Texto extraído
****************************************

Muy distintas son las masas de nuestro tiempo, de las que habla
Meinvielle: “son sociedades de esclavos, en las que la multitud trabaja para el
goce de unos pocos que usufructúan todos los privilegios; pero una multitud,
por otra parte sin conciencia de sus verdaderos derechos y de su verdadero
bien, desorganizada, incapaz de exigir ni de reclamar eficazmente nada,
embrutecida y satisfecha con algunos desahogos, tales como el sufragio
universal… sus miembros son víctimas de los consorcios financieros
internacionales, los cuales después de haber corrompido las conciencias,
acordando prebendas a las personas influyentes de la colectividad, manejan
por medio de éstas, la misma cosa pública”. Esto, escrito hace muchos años, no ha perdido vigencia, y ¿no es acaso un ajustado retrato de nuestra
actualidad?

****************************************

Datos extraídos
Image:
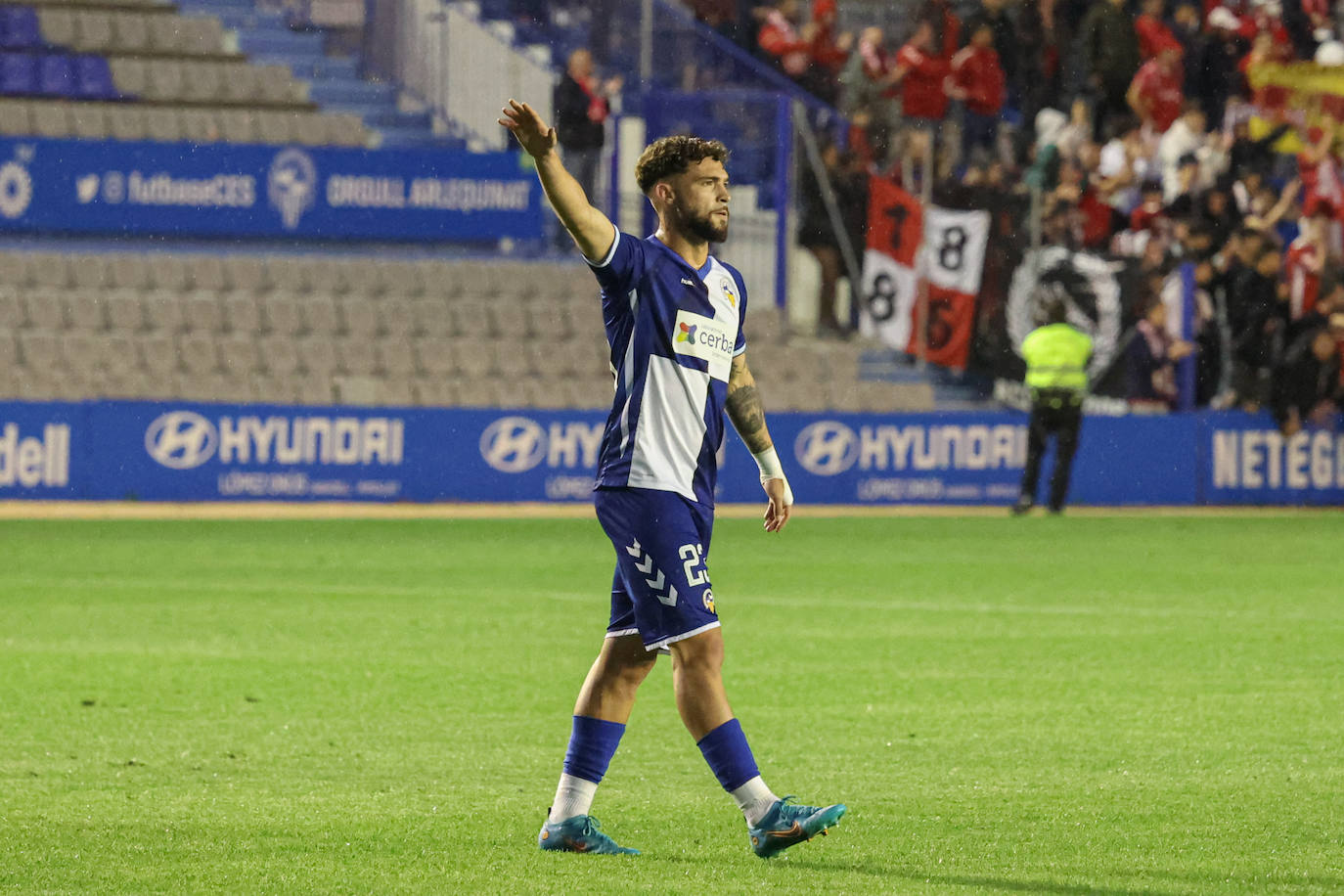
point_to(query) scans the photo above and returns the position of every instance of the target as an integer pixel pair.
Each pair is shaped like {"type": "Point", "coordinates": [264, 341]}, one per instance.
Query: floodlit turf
{"type": "Point", "coordinates": [1041, 705]}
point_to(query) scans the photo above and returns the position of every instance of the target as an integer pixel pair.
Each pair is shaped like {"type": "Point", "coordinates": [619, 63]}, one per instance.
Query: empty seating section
{"type": "Point", "coordinates": [140, 70]}
{"type": "Point", "coordinates": [358, 331]}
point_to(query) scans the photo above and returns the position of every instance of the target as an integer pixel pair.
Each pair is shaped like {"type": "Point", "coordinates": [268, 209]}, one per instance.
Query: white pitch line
{"type": "Point", "coordinates": [597, 597]}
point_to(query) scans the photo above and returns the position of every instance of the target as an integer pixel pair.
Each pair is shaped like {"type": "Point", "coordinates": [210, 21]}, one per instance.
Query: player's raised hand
{"type": "Point", "coordinates": [532, 133]}
{"type": "Point", "coordinates": [781, 504]}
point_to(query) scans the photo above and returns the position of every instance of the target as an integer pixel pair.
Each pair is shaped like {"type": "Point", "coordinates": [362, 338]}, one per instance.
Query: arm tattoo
{"type": "Point", "coordinates": [747, 416]}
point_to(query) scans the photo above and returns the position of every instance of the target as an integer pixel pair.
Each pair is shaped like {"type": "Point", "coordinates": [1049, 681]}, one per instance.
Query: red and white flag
{"type": "Point", "coordinates": [908, 244]}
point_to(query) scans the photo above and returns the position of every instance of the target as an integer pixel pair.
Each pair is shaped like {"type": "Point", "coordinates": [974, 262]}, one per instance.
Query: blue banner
{"type": "Point", "coordinates": [197, 452]}
{"type": "Point", "coordinates": [36, 445]}
{"type": "Point", "coordinates": [225, 190]}
{"type": "Point", "coordinates": [1249, 461]}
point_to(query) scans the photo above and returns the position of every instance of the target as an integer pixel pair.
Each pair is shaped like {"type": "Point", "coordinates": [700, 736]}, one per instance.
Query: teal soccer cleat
{"type": "Point", "coordinates": [786, 825]}
{"type": "Point", "coordinates": [579, 834]}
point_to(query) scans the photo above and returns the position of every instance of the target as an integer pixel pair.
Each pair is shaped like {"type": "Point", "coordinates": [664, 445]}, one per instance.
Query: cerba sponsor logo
{"type": "Point", "coordinates": [703, 337]}
{"type": "Point", "coordinates": [830, 448]}
{"type": "Point", "coordinates": [519, 443]}
{"type": "Point", "coordinates": [186, 439]}
{"type": "Point", "coordinates": [29, 461]}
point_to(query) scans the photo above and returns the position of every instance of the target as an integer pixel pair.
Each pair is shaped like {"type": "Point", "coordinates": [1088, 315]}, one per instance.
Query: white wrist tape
{"type": "Point", "coordinates": [770, 469]}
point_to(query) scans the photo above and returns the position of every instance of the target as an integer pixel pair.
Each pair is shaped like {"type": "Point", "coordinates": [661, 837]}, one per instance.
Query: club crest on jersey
{"type": "Point", "coordinates": [726, 285]}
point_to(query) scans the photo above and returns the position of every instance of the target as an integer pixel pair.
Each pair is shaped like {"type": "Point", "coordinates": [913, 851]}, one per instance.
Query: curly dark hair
{"type": "Point", "coordinates": [674, 156]}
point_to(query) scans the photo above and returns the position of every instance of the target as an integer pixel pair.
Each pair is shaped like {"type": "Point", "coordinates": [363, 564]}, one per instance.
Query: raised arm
{"type": "Point", "coordinates": [747, 417]}
{"type": "Point", "coordinates": [589, 227]}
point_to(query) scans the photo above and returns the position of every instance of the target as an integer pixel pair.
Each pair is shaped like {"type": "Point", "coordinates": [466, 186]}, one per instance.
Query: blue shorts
{"type": "Point", "coordinates": [661, 586]}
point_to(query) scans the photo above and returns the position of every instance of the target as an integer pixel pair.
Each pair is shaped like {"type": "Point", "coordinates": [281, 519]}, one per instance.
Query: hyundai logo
{"type": "Point", "coordinates": [514, 443]}
{"type": "Point", "coordinates": [182, 439]}
{"type": "Point", "coordinates": [827, 448]}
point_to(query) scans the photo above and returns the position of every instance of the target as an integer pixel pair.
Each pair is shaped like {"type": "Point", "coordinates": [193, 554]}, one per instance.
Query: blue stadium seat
{"type": "Point", "coordinates": [18, 74]}
{"type": "Point", "coordinates": [93, 78]}
{"type": "Point", "coordinates": [56, 75]}
{"type": "Point", "coordinates": [19, 28]}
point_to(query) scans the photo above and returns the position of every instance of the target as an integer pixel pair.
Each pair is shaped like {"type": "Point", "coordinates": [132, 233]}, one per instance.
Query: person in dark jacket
{"type": "Point", "coordinates": [1150, 359]}
{"type": "Point", "coordinates": [850, 186]}
{"type": "Point", "coordinates": [1307, 384]}
{"type": "Point", "coordinates": [1258, 317]}
{"type": "Point", "coordinates": [581, 108]}
{"type": "Point", "coordinates": [1107, 47]}
{"type": "Point", "coordinates": [1211, 74]}
{"type": "Point", "coordinates": [1006, 40]}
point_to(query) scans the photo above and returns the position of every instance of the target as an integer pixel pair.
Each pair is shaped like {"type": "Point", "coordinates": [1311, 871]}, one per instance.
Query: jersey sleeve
{"type": "Point", "coordinates": [740, 344]}
{"type": "Point", "coordinates": [622, 266]}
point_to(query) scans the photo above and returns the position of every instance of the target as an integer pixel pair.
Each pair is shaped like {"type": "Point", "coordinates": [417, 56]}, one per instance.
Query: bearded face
{"type": "Point", "coordinates": [700, 202]}
{"type": "Point", "coordinates": [710, 226]}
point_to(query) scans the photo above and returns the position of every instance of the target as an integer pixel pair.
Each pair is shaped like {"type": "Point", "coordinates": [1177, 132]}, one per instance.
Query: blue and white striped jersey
{"type": "Point", "coordinates": [674, 332]}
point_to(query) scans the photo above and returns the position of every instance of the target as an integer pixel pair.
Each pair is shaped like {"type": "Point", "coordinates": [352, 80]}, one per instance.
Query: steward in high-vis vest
{"type": "Point", "coordinates": [1056, 374]}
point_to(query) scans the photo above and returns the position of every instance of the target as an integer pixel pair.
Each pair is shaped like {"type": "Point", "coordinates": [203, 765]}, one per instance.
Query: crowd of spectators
{"type": "Point", "coordinates": [1138, 119]}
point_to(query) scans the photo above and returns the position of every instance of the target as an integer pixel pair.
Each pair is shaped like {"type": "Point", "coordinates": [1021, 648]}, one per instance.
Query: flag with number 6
{"type": "Point", "coordinates": [887, 291]}
{"type": "Point", "coordinates": [952, 261]}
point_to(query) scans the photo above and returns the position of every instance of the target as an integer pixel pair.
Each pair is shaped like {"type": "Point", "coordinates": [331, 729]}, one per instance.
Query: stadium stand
{"type": "Point", "coordinates": [359, 331]}
{"type": "Point", "coordinates": [140, 70]}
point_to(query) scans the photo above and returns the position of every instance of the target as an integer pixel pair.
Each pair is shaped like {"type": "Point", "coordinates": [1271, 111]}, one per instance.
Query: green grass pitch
{"type": "Point", "coordinates": [1048, 705]}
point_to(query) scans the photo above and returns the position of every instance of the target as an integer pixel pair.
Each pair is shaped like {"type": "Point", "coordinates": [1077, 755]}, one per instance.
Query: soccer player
{"type": "Point", "coordinates": [674, 320]}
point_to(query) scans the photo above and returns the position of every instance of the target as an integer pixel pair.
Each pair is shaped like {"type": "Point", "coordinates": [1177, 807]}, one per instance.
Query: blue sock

****************************************

Complete lo siguiente
1) Extraiga del texto sobre las masas todo el pasaje comprendido desde "Muy distintas son" hasta "actualidad?".
2) Indique si cada afirmación concuerda con el texto sobre las masas, respondiendo sí o no y citando literalmente las palabras que lo deciden: (a) Según la cita, la multitud trabaja para el goce de unos pocos. (b) La cita describe a la multitud como organizada y capaz de reclamar sus derechos. (c) El texto sostiene que lo escrito ha perdido vigencia.
Las entradas proceden de una fuente distinta.

Respuestas del ejercicio
1)
Muy distintas son las masas de nuestro tiempo, de las que habla
Meinvielle: “son sociedades de esclavos, en las que la multitud trabaja para el
goce de unos pocos que usufructúan todos los privilegios; pero una multitud,
por otra parte sin conciencia de sus verdaderos derechos y de su verdadero
bien, desorganizada, incapaz de exigir ni de reclamar eficazmente nada,
embrutecida y satisfecha con algunos desahogos, tales como el sufragio
universal… sus miembros son víctimas de los consorcios financieros
internacionales, los cuales después de haber corrompido las conciencias,
acordando prebendas a las personas influyentes de la colectividad, manejan
por medio de éstas, la misma cosa pública”. Esto, escrito hace muchos años, no ha perdido vigencia, y ¿no es acaso un ajustado retrato de nuestra
actualidad?

2)
(a) Sí: "la multitud trabaja para el goce de unos pocos que usufructúan todos los privilegios".
(b) No: "desorganizada, incapaz de exigir ni de reclamar eficazmente nada".
(c) No: "no ha perdido vigencia".